• [Information provided]
***

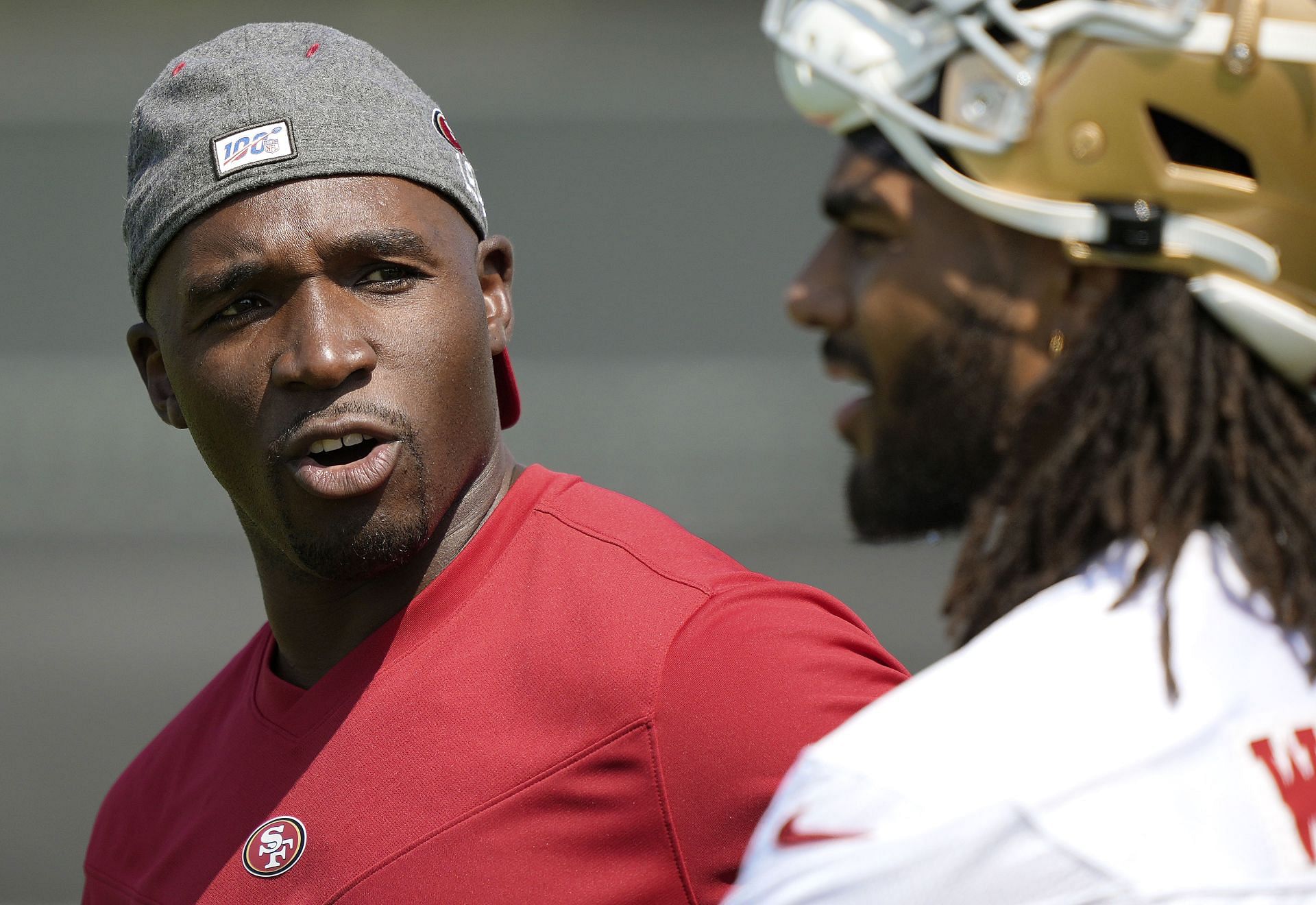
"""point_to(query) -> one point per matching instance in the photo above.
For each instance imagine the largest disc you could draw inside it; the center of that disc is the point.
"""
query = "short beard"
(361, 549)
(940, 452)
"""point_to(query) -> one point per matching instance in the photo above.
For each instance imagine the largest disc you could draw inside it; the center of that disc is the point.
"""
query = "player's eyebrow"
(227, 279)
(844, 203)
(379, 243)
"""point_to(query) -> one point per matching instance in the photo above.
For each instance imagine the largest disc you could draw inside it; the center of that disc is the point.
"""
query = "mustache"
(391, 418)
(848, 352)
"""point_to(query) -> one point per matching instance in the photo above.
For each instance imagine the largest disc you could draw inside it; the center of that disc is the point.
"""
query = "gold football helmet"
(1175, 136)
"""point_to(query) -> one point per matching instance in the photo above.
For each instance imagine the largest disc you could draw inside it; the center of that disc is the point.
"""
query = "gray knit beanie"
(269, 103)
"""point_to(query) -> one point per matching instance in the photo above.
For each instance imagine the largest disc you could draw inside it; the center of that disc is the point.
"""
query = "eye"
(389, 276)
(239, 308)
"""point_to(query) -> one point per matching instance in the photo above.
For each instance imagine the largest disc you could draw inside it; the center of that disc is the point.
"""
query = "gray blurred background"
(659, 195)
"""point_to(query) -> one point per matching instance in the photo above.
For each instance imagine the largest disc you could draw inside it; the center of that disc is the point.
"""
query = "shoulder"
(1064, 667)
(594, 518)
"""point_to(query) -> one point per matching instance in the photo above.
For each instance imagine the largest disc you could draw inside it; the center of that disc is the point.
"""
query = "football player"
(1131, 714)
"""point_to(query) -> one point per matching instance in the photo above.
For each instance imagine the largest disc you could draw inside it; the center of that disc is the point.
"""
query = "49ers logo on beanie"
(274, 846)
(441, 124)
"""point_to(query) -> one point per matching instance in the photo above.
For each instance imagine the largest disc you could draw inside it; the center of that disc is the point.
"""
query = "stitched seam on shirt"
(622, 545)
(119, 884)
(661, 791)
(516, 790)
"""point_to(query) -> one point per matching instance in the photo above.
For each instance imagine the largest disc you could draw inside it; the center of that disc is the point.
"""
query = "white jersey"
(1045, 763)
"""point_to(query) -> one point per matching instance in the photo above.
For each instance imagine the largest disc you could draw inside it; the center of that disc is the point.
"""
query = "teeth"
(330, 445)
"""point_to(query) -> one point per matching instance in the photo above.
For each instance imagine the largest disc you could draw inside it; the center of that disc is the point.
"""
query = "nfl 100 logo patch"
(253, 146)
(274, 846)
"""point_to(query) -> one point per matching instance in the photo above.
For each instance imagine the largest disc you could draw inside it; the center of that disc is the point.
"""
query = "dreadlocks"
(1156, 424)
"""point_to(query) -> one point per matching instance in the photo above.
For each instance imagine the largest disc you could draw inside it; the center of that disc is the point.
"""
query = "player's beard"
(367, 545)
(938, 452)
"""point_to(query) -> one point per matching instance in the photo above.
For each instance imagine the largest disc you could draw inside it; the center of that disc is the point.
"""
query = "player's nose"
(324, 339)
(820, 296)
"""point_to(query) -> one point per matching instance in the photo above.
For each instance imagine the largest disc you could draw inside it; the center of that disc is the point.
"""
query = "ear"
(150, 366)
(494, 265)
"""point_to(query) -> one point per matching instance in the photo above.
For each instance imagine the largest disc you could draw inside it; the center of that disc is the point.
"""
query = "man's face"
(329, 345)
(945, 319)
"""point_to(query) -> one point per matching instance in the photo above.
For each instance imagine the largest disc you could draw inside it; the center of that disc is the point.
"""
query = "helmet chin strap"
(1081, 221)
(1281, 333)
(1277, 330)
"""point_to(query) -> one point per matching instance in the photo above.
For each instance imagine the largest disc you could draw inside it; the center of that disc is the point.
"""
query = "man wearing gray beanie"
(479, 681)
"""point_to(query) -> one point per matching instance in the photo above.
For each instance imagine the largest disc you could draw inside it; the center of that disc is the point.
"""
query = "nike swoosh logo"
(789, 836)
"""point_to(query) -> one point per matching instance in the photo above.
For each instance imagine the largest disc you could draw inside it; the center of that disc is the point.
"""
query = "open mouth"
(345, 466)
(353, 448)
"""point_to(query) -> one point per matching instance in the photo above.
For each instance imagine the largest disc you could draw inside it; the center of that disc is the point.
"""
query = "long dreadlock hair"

***

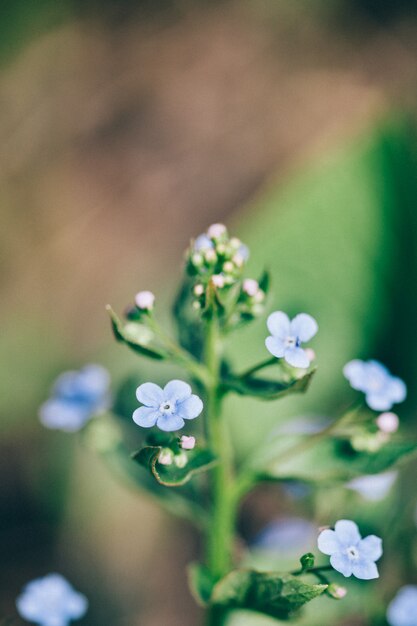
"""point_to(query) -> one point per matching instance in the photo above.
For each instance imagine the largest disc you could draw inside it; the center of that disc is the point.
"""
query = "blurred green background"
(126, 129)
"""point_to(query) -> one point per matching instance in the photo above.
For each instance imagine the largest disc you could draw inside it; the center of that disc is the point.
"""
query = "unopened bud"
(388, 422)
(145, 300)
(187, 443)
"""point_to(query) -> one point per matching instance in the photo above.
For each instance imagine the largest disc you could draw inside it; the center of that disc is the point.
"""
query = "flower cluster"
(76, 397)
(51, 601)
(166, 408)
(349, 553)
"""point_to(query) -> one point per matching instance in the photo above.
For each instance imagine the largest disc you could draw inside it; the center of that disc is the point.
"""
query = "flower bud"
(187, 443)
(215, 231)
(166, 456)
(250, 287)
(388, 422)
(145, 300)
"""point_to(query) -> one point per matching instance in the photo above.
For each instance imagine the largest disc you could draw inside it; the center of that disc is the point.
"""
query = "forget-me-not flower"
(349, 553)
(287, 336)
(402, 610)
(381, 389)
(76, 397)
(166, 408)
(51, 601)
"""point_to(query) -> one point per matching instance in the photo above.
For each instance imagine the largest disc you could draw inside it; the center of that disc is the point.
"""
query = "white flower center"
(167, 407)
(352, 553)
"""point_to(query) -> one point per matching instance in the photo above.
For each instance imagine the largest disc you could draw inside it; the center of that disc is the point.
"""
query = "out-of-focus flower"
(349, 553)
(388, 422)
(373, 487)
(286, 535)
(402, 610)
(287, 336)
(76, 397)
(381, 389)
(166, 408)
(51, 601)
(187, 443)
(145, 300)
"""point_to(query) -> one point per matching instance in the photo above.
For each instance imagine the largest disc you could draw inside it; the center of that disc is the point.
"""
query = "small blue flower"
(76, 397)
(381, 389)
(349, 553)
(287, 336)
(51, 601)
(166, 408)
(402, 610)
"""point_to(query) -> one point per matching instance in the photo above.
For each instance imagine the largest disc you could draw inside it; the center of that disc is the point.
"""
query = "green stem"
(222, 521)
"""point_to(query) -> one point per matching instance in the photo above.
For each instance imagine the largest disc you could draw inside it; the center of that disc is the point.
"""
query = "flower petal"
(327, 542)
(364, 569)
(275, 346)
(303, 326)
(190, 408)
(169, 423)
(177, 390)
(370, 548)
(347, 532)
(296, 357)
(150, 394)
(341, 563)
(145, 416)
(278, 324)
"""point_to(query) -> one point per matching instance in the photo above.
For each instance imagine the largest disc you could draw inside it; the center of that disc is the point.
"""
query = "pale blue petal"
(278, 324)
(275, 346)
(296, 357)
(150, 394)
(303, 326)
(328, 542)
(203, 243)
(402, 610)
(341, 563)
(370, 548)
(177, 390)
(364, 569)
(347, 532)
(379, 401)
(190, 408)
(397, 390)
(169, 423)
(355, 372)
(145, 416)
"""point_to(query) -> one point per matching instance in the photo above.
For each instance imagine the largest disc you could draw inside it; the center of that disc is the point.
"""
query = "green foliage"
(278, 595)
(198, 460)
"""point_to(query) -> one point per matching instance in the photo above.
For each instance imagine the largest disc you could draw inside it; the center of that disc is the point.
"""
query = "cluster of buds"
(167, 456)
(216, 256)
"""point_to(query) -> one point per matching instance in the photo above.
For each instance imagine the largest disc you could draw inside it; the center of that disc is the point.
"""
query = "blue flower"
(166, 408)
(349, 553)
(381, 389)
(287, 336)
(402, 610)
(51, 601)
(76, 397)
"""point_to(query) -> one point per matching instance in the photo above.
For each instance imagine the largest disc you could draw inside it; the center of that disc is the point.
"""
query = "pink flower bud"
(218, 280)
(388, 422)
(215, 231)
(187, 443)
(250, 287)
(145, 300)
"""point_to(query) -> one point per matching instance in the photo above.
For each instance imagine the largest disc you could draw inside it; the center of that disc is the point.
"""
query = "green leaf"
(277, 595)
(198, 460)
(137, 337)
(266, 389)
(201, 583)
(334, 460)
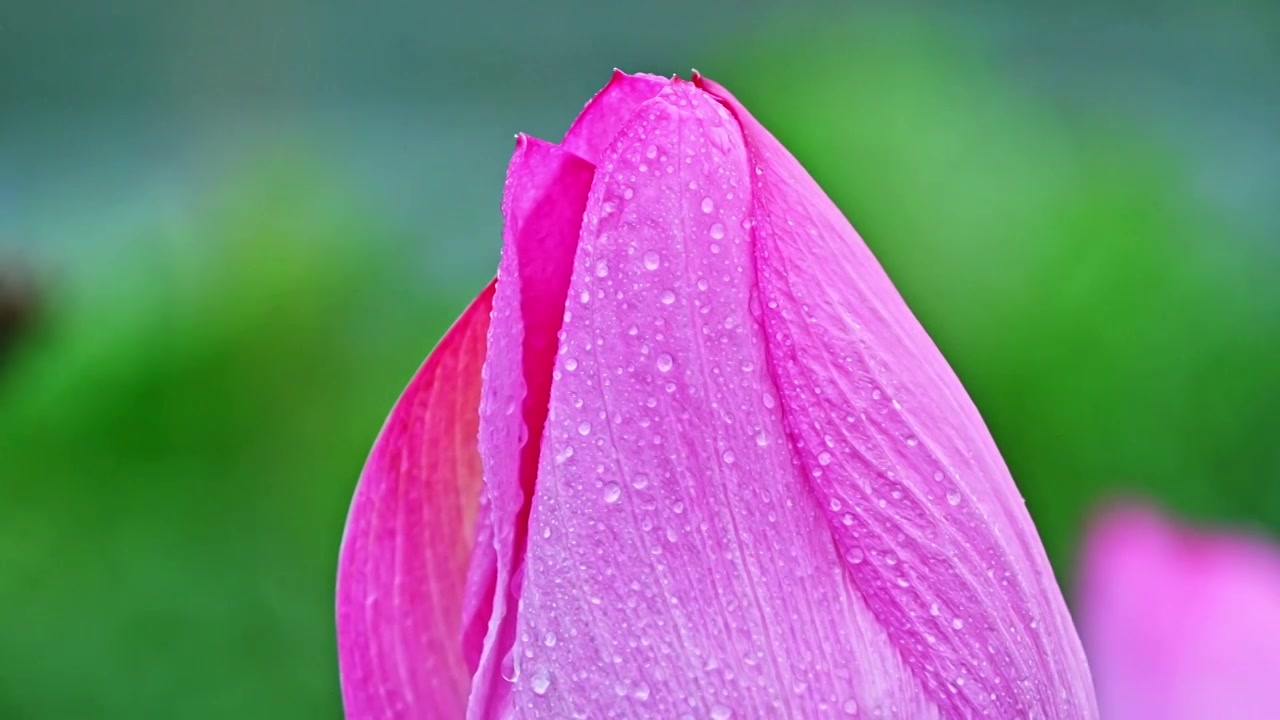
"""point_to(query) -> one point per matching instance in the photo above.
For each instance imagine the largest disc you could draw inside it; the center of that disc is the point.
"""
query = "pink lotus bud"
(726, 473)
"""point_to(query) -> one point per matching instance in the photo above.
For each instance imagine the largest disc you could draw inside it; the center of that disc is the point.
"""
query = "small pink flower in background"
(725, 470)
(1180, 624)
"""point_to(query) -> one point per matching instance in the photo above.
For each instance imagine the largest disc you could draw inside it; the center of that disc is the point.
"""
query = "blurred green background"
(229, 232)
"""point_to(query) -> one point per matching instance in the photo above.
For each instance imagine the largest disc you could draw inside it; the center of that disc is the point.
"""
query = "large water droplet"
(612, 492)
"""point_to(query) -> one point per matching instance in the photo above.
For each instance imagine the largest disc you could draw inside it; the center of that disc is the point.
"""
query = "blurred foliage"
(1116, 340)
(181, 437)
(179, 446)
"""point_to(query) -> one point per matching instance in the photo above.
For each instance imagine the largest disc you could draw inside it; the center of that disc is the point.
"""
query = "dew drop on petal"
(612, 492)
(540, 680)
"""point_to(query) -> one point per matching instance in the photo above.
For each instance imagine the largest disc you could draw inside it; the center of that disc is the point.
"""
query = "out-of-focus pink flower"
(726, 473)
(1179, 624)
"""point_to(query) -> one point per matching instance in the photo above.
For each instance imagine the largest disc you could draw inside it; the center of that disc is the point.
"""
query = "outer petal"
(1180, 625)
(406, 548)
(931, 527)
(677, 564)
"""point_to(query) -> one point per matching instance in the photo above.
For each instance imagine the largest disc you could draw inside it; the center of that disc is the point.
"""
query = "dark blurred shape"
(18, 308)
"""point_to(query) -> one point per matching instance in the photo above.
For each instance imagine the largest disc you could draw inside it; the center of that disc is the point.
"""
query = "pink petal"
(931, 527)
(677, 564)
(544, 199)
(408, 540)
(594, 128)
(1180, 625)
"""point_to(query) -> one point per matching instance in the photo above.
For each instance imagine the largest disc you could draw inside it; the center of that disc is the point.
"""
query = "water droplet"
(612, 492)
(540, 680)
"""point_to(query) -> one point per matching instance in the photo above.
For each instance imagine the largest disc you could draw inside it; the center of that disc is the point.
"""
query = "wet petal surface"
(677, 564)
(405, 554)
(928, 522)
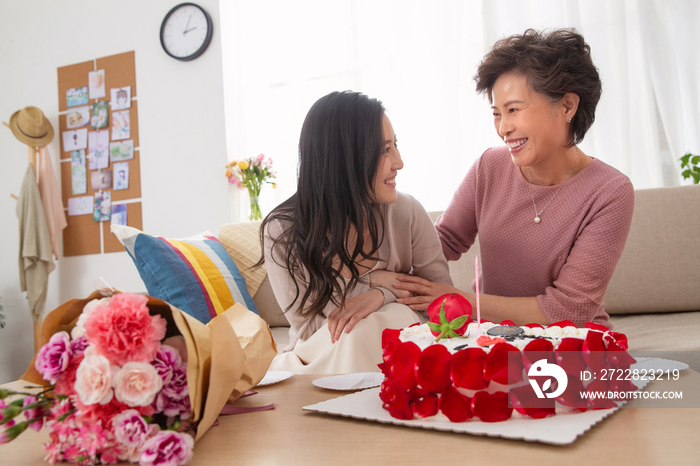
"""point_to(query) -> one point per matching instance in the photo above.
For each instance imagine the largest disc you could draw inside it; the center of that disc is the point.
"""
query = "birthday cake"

***

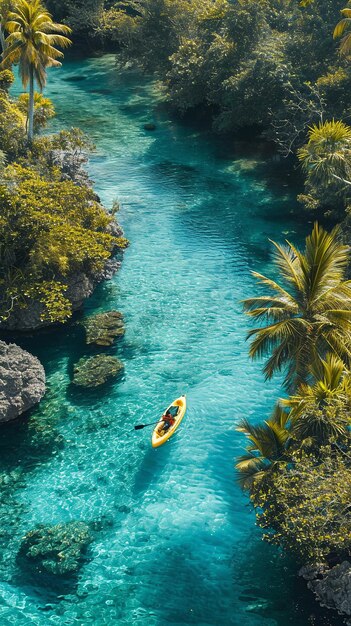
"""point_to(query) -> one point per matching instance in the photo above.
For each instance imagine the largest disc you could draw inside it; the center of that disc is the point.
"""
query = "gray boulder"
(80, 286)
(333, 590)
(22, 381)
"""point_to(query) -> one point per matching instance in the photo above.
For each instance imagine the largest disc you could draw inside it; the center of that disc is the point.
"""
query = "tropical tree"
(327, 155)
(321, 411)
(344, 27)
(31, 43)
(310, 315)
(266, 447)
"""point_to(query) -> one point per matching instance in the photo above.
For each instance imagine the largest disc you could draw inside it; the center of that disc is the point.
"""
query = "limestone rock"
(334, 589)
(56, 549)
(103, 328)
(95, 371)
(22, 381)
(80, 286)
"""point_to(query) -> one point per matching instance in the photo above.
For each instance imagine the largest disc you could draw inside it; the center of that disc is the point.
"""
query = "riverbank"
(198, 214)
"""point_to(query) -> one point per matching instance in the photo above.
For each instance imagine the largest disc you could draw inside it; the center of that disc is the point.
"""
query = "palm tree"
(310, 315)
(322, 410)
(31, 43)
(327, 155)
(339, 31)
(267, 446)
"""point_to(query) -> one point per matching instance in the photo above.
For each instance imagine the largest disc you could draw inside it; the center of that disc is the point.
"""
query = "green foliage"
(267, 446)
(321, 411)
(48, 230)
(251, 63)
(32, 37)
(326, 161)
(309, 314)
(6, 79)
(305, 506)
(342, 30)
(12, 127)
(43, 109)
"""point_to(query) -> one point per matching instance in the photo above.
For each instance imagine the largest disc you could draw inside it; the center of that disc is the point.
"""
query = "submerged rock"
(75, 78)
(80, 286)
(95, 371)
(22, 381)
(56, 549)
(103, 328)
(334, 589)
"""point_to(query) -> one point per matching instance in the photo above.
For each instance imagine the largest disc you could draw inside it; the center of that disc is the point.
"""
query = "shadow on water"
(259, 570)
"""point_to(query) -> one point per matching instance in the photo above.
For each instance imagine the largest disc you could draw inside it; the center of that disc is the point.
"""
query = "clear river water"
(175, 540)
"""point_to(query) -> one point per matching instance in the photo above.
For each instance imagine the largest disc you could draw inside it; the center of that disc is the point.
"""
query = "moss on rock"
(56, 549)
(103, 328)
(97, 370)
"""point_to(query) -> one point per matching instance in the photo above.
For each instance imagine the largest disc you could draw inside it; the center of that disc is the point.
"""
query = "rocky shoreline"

***

• [Task to complete] Find every line above that contains the word "pink", and copy each one.

• [Final answer]
query = "pink flower bud"
query = "pink lotus bud"
query = "small pink flower in background"
query = "out-of-focus pink flower"
query = "pink petal"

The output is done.